• READING PASSAGE:
================================

Grace Culhane

It’s Not a Cure, but It’s Progress: Exciting New Findings in Peanut Allergy Study

peanut allergies

Anyone with a serious allergy knows just how scary it can be to try a new restaurant, fly on a plane, or engage in a range of everyday activities that open them up to a risk of an allergic reaction. And although there hasn’t been a cure for food allergies yet, scientists are studying a new treatment that could help reduce the severity of peanut allergies in people whose allergies are life-threatening. Called immunotherapy, the treatment would help build up patients’ tolerance to peanuts gradually, conditioning them to tolerate peanuts over time.

Immunotherapy could be the first FDA-approved therapy treatment for peanut allergies.

 
  • 1.2 million children have peanut allergies, according to data cited by MedPage Today
  • According to the same data, “Among babies under the age of 1 year, one of the studies showed a roughly three-fold increase in peanut allergy between 2001 and 2017
  • The most common comorbidities (other conditions affecting people with peanut allergies) are eczema (63%), asthma (61%), and other food allergies (35%), according to MedPage
 

66 different sites participated in the study, which used a peanut derived immunotherapy drug called AR101, according to an article from Stanford University. Participants ingested the drug, first with a small dose and then gradually increasing the amount, which helps build up immune system tolerance to peanuts. The Stanford article included a Q&A with Dr. Sharon Chinthrajah, one of the researchers, who explained that the treatment helped patients with a serious allergy tolerate small amounts of peanuts, lessening their risk of dangerous consequences in the event that an accidental ingestion of peanuts, or contamination of food by the allergen.

It’s Not a Cure

While the findings are exciting, Chinthrajah was careful to emphasize that there’s still a lot more research necessary to find a cure for peanut allergies. Two out of every three participants who underwent one year of immunotherapy were able to tolerate two peanuts, which is exciting progress, but it’s not the same as being able to eat them freely and without concern. That said, Chinthrajah is hoping we can get to a point where food allergies are a thing of the past. She noted that the team is committed to finding “an approach to permanently change the immune system so that it no longer reacts to food in an abnormal way.”

In the meantime, immunotherapy is an exciting area of research for people who suffer from severe food allergies. Here were a few more takeaways from the article:

  • While the research only focused on adolescents and children with peanut allergies, but researchers have seen effective treatment in patients of all ages
  • The team at Stanford doesn’t recommend at-home desensitization–it’s much safer under the guidance of an allergist
  • Researchers are looking into other forms of administering the immunotherapy, including a patch that delivers mini doses of the peanuts via patients’ skin

Edmond Chan, an allergist at the University of British Columbia, penned a similarly-encouraging article in Toronto.com about a study of Canadian child patients who underwent immunotherapy in a doctor’s office, rather than in clinical trials, and had positive results. In his study, 270 kids underwent the therapy, and it was successful for 243 of them (90%). Only 0.4% of participants experienced an allergic reaction, and after 40,000 doses were delivered, epinephrine was only delivered 12 times.

Great News for Parents of Kids with Food Allergies

Overall, the results of both of these studies are incredibly heartening. Immunotherapy may not be a cure, but it does ease some of the stress of having a life-threatening food allergy.

================================

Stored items

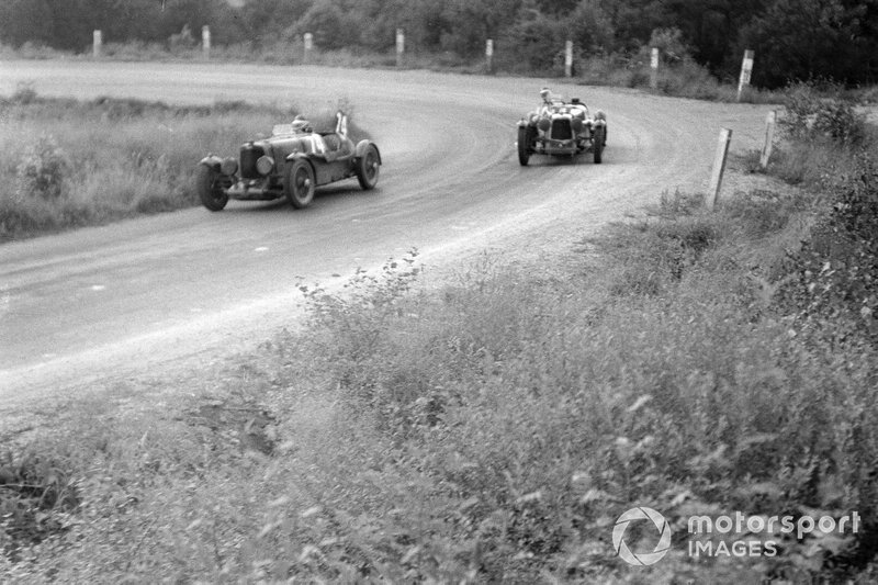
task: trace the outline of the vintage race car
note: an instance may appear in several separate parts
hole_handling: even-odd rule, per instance
[[[219,211],[229,199],[270,201],[285,196],[293,207],[311,204],[315,188],[357,177],[365,190],[378,184],[381,153],[374,143],[348,138],[347,116],[335,132],[314,132],[299,117],[271,136],[240,147],[239,158],[207,155],[199,162],[195,189],[202,204]]]
[[[577,98],[552,99],[518,122],[518,161],[527,166],[531,155],[574,157],[592,150],[600,164],[607,145],[607,116],[593,116]]]

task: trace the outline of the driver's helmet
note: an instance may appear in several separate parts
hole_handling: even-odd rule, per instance
[[[311,122],[305,120],[305,116],[302,114],[299,114],[293,119],[291,126],[293,127],[293,132],[312,132]]]

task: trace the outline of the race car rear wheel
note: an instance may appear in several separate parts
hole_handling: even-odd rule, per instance
[[[378,184],[378,171],[381,167],[380,158],[378,156],[378,148],[370,144],[365,148],[363,156],[357,158],[354,161],[353,170],[357,173],[357,180],[360,181],[360,187],[365,191],[374,189]]]
[[[530,160],[532,139],[533,133],[528,126],[518,126],[518,162],[522,167],[527,167],[528,160]]]
[[[286,164],[283,194],[293,207],[301,210],[311,205],[315,188],[314,169],[307,160],[297,158]]]
[[[221,211],[228,203],[228,195],[223,191],[222,175],[207,165],[199,165],[195,191],[202,205],[211,211]]]
[[[594,146],[595,165],[600,165],[604,160],[604,127],[598,126],[595,128]]]

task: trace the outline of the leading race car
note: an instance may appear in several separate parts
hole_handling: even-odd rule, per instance
[[[595,164],[604,158],[607,116],[593,116],[577,98],[570,102],[550,98],[543,89],[543,104],[518,122],[518,161],[527,166],[531,155],[574,157],[590,150]]]
[[[229,199],[270,201],[285,196],[293,207],[311,204],[316,187],[357,177],[360,187],[378,184],[381,153],[370,140],[354,146],[348,120],[339,112],[335,132],[314,132],[296,116],[271,137],[240,147],[238,158],[210,154],[199,162],[195,189],[202,204],[219,211]]]

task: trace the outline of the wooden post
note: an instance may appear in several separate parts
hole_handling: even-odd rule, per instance
[[[741,77],[738,80],[738,101],[741,101],[744,87],[750,86],[750,76],[753,72],[753,55],[752,49],[744,52],[744,60],[741,63]]]
[[[211,27],[206,24],[201,27],[201,50],[205,59],[211,58]]]
[[[772,158],[772,148],[775,144],[775,124],[777,123],[777,111],[772,110],[765,119],[765,144],[762,146],[759,156],[759,167],[768,167],[768,159]]]
[[[95,59],[101,56],[101,46],[103,45],[103,36],[101,31],[94,31],[91,43],[91,56]]]
[[[314,35],[305,33],[302,37],[302,42],[305,45],[305,54],[302,56],[302,60],[304,63],[311,63],[311,52],[314,49]]]
[[[396,29],[396,67],[403,66],[403,54],[405,53],[405,31]]]
[[[713,206],[720,196],[720,187],[722,187],[722,173],[725,171],[725,157],[729,154],[729,143],[732,142],[732,131],[729,128],[720,128],[720,139],[717,144],[717,156],[713,158],[713,170],[710,173],[710,187],[708,187],[707,196],[705,198],[705,206],[713,211]]]

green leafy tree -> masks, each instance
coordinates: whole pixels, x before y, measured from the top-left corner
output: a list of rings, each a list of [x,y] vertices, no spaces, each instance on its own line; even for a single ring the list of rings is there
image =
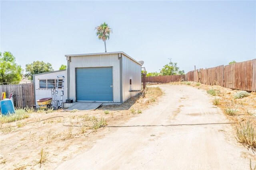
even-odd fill
[[[232,61],[228,63],[229,64],[235,64],[236,63],[236,61]]]
[[[65,70],[67,69],[67,66],[64,64],[61,64],[60,67],[59,68],[59,70]]]
[[[149,77],[150,76],[158,76],[160,75],[160,73],[159,72],[149,72],[147,74],[147,76]]]
[[[25,76],[28,78],[32,80],[33,74],[54,70],[52,64],[49,63],[46,63],[43,61],[34,61],[31,64],[26,64],[26,71],[27,73],[25,74]]]
[[[162,76],[170,75],[178,75],[184,74],[184,70],[180,70],[180,68],[177,66],[177,63],[172,61],[172,59],[169,59],[170,62],[165,65],[160,71],[160,73]]]
[[[18,84],[20,81],[23,70],[15,62],[15,57],[10,51],[0,52],[0,83]]]
[[[107,23],[104,22],[104,23],[100,24],[100,26],[96,27],[95,29],[96,30],[96,35],[98,36],[99,39],[104,41],[105,52],[106,53],[107,49],[106,47],[106,40],[109,39],[110,33],[113,32],[112,29],[108,26]]]

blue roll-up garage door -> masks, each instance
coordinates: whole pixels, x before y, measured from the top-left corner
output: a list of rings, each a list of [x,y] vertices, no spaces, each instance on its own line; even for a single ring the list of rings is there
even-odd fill
[[[112,67],[76,68],[76,100],[113,102]]]

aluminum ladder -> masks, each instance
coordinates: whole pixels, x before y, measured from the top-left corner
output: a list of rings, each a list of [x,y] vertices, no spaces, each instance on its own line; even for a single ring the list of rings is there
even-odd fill
[[[62,107],[64,95],[64,76],[57,76],[56,87],[55,88],[55,109],[60,109]]]

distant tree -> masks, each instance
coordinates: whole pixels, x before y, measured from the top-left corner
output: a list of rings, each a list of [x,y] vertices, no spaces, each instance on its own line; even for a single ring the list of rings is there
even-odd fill
[[[159,75],[160,75],[160,73],[156,72],[149,72],[147,74],[147,76],[148,77],[150,76],[158,76]]]
[[[229,64],[234,64],[234,63],[236,63],[236,61],[232,61],[230,62],[229,63],[228,63]]]
[[[32,80],[33,74],[54,70],[52,64],[49,63],[46,63],[43,61],[34,61],[31,64],[26,64],[26,71],[27,73],[25,76],[30,80]]]
[[[18,84],[20,81],[22,69],[15,61],[15,57],[10,51],[0,52],[0,83]]]
[[[100,24],[100,26],[95,27],[96,30],[96,35],[100,40],[104,41],[105,45],[105,52],[107,52],[107,49],[106,47],[106,40],[109,39],[109,36],[110,33],[112,33],[112,29],[108,26],[107,23],[104,22]]]
[[[177,66],[177,63],[172,61],[172,59],[169,59],[170,62],[165,65],[160,71],[160,73],[163,76],[170,75],[184,74],[184,70],[180,70],[180,68]]]
[[[59,68],[59,70],[65,70],[67,69],[67,66],[64,64],[61,64],[60,67]]]

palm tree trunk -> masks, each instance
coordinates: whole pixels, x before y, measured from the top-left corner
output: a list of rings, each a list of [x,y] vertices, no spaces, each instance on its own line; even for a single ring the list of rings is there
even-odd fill
[[[105,53],[106,53],[107,49],[106,47],[106,40],[104,41],[104,44],[105,44]]]

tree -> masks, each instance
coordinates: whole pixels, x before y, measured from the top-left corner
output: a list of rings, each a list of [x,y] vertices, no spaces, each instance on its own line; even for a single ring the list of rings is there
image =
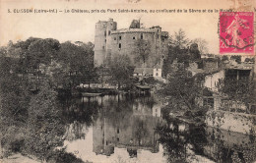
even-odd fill
[[[198,44],[198,49],[201,54],[207,54],[208,53],[208,42],[203,38],[196,38],[192,41],[193,43]]]
[[[65,132],[56,95],[48,82],[43,82],[39,92],[32,97],[28,110],[25,151],[46,161],[55,148],[62,145]]]
[[[174,46],[177,46],[180,49],[186,48],[189,44],[189,39],[186,38],[186,33],[182,28],[174,33],[174,39],[172,39],[172,43]]]
[[[131,60],[127,55],[120,55],[112,59],[109,71],[112,76],[111,81],[116,81],[118,88],[120,88],[121,84],[129,83],[134,67],[131,65]]]
[[[173,71],[167,84],[161,90],[163,96],[170,96],[173,108],[181,110],[193,110],[195,98],[201,94],[201,76],[190,77],[189,72],[182,67]]]

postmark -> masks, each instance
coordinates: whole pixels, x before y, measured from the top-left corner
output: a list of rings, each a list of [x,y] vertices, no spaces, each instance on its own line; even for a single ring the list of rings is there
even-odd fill
[[[253,12],[220,12],[220,53],[254,54]]]

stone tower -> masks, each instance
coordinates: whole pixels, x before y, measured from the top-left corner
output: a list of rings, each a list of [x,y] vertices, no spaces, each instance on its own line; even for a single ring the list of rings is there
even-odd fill
[[[113,19],[98,21],[96,24],[95,33],[95,65],[102,65],[110,54],[111,30],[116,30],[117,24]]]

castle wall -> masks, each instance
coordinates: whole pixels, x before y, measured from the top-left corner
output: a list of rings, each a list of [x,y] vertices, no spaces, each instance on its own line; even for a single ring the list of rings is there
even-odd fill
[[[150,57],[146,63],[147,67],[153,67],[160,62],[162,56],[162,42],[166,32],[162,32],[160,27],[151,28],[126,28],[116,29],[117,24],[110,19],[108,22],[98,22],[96,27],[95,40],[95,63],[101,65],[106,58],[113,58],[116,55],[128,55],[131,62],[135,64],[136,41],[144,39],[150,46]],[[164,35],[164,36],[163,36]],[[135,64],[137,67],[141,63]]]

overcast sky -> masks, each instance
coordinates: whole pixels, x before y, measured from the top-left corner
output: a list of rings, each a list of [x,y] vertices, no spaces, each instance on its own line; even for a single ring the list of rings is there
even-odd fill
[[[95,41],[95,25],[99,20],[113,18],[117,28],[127,28],[133,19],[141,18],[146,27],[160,26],[162,30],[173,35],[182,28],[189,39],[203,38],[209,42],[209,51],[219,53],[218,13],[172,13],[172,14],[15,14],[8,9],[228,9],[232,0],[0,0],[0,45],[9,40],[16,42],[30,36],[56,38],[60,42]],[[188,11],[189,12],[189,11]]]

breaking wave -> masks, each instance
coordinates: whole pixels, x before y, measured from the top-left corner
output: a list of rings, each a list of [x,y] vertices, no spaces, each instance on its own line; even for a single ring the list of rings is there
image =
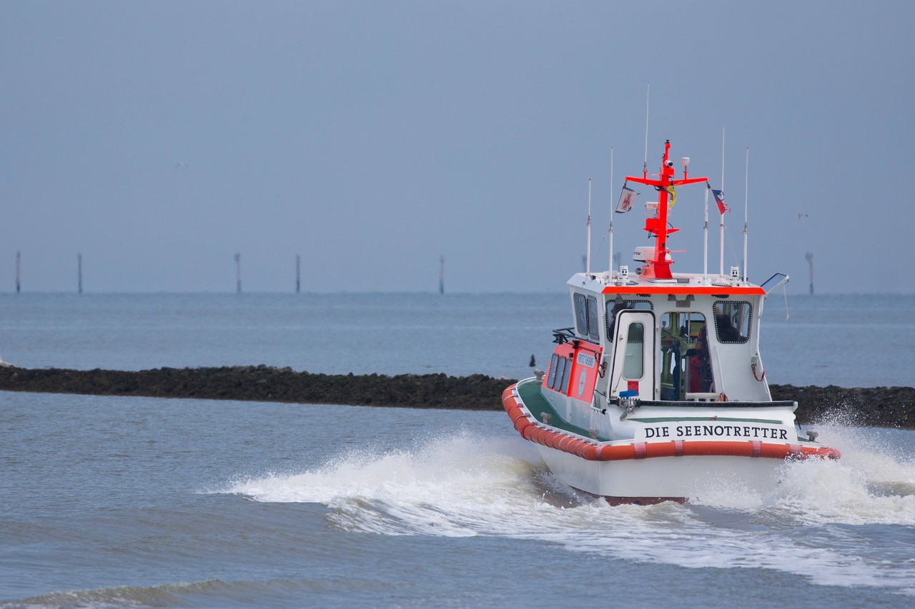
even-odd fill
[[[539,540],[610,558],[773,569],[915,594],[912,455],[883,441],[892,430],[819,431],[842,450],[841,461],[788,463],[766,497],[722,489],[688,505],[612,508],[559,483],[530,443],[466,433],[414,450],[348,454],[226,492],[322,504],[347,531]],[[872,547],[873,527],[894,529],[894,543]]]

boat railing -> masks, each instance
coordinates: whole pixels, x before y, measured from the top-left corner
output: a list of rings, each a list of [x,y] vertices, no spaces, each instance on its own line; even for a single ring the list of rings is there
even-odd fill
[[[553,342],[556,345],[565,345],[572,340],[581,340],[576,336],[574,327],[560,327],[553,331]]]
[[[718,395],[716,393],[716,395]],[[623,407],[624,400],[620,398],[610,398],[609,403],[614,406]],[[665,406],[672,408],[696,408],[696,407],[715,407],[715,408],[797,408],[798,403],[791,400],[780,400],[778,401],[664,401],[664,400],[640,400],[639,406]]]

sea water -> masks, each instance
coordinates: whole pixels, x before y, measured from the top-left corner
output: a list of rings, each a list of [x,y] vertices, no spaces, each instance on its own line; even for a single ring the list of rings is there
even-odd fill
[[[554,294],[236,295],[3,296],[0,355],[517,378],[569,325]],[[881,334],[873,298],[826,315],[819,298],[778,322],[767,304],[772,382],[911,384],[910,299],[884,301]],[[780,361],[779,332],[807,358]],[[883,369],[861,367],[887,380],[834,370],[827,333],[846,353],[887,341]],[[843,459],[786,464],[768,495],[611,508],[501,411],[0,392],[0,607],[912,606],[915,432],[839,416],[817,430]]]
[[[266,364],[328,374],[532,376],[567,294],[0,294],[0,358],[24,368]],[[766,300],[770,383],[915,384],[915,295]]]

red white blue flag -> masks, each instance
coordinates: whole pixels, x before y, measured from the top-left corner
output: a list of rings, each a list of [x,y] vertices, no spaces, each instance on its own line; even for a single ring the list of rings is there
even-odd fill
[[[632,205],[635,203],[635,198],[639,196],[635,190],[624,186],[623,191],[619,193],[619,201],[617,203],[617,213],[624,214],[632,208]]]
[[[718,213],[724,215],[726,211],[730,211],[731,208],[727,207],[725,203],[725,191],[716,190],[712,188],[712,194],[715,195],[715,202],[718,204]]]

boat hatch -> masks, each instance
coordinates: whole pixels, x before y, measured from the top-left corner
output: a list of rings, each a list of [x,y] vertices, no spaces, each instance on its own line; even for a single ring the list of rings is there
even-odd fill
[[[622,311],[617,316],[610,365],[609,397],[634,390],[643,400],[654,397],[654,314]]]
[[[599,346],[584,340],[557,345],[543,386],[576,400],[591,401],[600,368]]]

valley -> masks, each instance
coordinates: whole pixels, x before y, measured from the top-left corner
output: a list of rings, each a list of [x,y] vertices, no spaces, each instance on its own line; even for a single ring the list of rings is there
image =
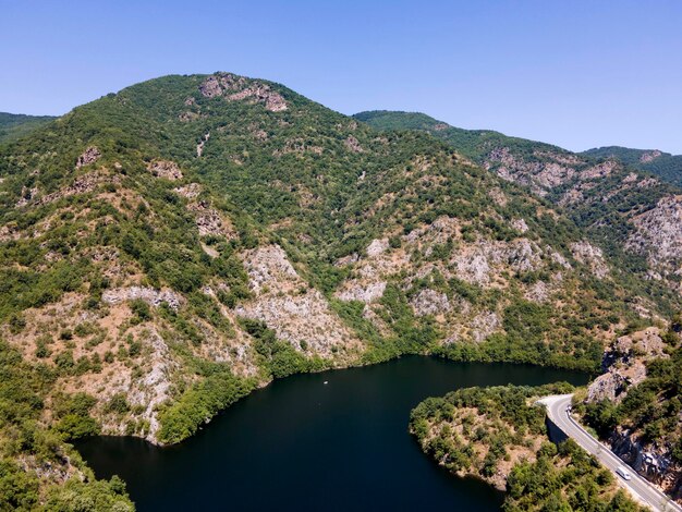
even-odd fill
[[[22,130],[0,141],[13,508],[92,493],[131,510],[71,443],[175,453],[276,379],[431,355],[544,385],[597,374],[614,340],[665,330],[681,307],[682,190],[610,156],[424,114],[348,117],[227,72],[155,78]],[[451,391],[428,382],[404,395],[402,432],[417,400]],[[118,472],[100,462],[98,476]]]

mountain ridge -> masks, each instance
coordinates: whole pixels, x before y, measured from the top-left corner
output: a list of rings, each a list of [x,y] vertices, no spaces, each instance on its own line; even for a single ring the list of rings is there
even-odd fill
[[[596,370],[663,321],[667,288],[474,157],[222,72],[1,146],[3,350],[46,379],[31,428],[179,442],[294,373],[407,353]]]

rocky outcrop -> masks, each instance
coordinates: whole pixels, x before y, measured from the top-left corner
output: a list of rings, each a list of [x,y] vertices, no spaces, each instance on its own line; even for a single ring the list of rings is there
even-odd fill
[[[173,192],[187,199],[194,199],[202,193],[202,185],[198,183],[190,183],[187,185],[173,188]]]
[[[587,389],[587,402],[610,400],[621,402],[628,389],[646,377],[646,362],[668,357],[666,344],[656,327],[630,336],[622,336],[604,352],[601,370]]]
[[[332,361],[362,350],[360,340],[331,312],[325,296],[299,277],[279,245],[247,251],[243,260],[255,298],[238,306],[236,315],[261,320],[294,349]]]
[[[282,95],[268,84],[235,76],[232,73],[218,73],[207,77],[199,85],[199,93],[207,98],[224,96],[228,101],[248,100],[252,103],[261,103],[271,112],[288,109]]]
[[[105,290],[101,300],[107,304],[120,304],[124,301],[141,300],[150,306],[158,307],[167,303],[172,309],[178,309],[183,298],[172,290],[156,290],[145,287],[127,287]]]
[[[76,169],[81,169],[83,166],[89,166],[95,163],[101,157],[101,153],[95,146],[88,147],[76,160]]]
[[[202,155],[204,155],[204,146],[206,146],[206,143],[208,142],[208,139],[210,138],[210,132],[206,133],[202,139],[199,141],[199,143],[196,145],[196,156],[197,157],[202,157]]]
[[[334,293],[341,301],[361,301],[365,304],[377,301],[383,296],[386,281],[363,284],[358,281],[346,281],[343,288]]]
[[[428,288],[417,293],[410,305],[416,316],[443,315],[452,309],[448,295]]]
[[[662,155],[658,149],[654,149],[653,151],[643,153],[640,156],[640,161],[642,163],[649,163],[659,158]]]
[[[592,245],[587,241],[575,242],[571,244],[571,253],[573,257],[586,265],[597,279],[604,279],[609,273],[609,267],[604,259],[604,253],[599,247]]]
[[[628,429],[617,428],[608,439],[611,451],[640,475],[656,484],[674,500],[682,500],[682,465],[670,456],[667,447],[644,443]]]
[[[367,256],[370,258],[379,256],[380,254],[383,254],[386,249],[388,249],[388,239],[373,240],[372,243],[367,246]]]
[[[655,208],[635,217],[628,248],[647,256],[654,268],[682,273],[682,196],[661,198]]]
[[[230,222],[223,219],[220,212],[207,202],[192,203],[187,206],[187,209],[194,214],[196,228],[199,230],[200,236],[214,235],[226,236],[227,239],[235,236],[234,229]]]
[[[165,178],[171,181],[182,180],[182,172],[178,163],[170,160],[155,160],[149,162],[147,170],[157,178]]]
[[[352,153],[363,153],[364,149],[360,145],[360,141],[355,138],[353,135],[349,135],[345,141],[343,141],[343,145],[346,147],[349,151]]]
[[[471,337],[480,343],[502,327],[502,320],[495,312],[483,312],[474,317],[471,325]]]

================================

• WHAT THE EXERCISE ASKS:
Answer these questions about the peanut allergy article:
1. How many sites took part in the study of AR101?
2. After one year of immunotherapy, how many participants could tolerate two peanuts?
3. How many children underwent the therapy in Edmond Chan's study?
The stored entries are material separate from the article.

• THE ANSWER:
1. 66
2. Two out of every three
3. 270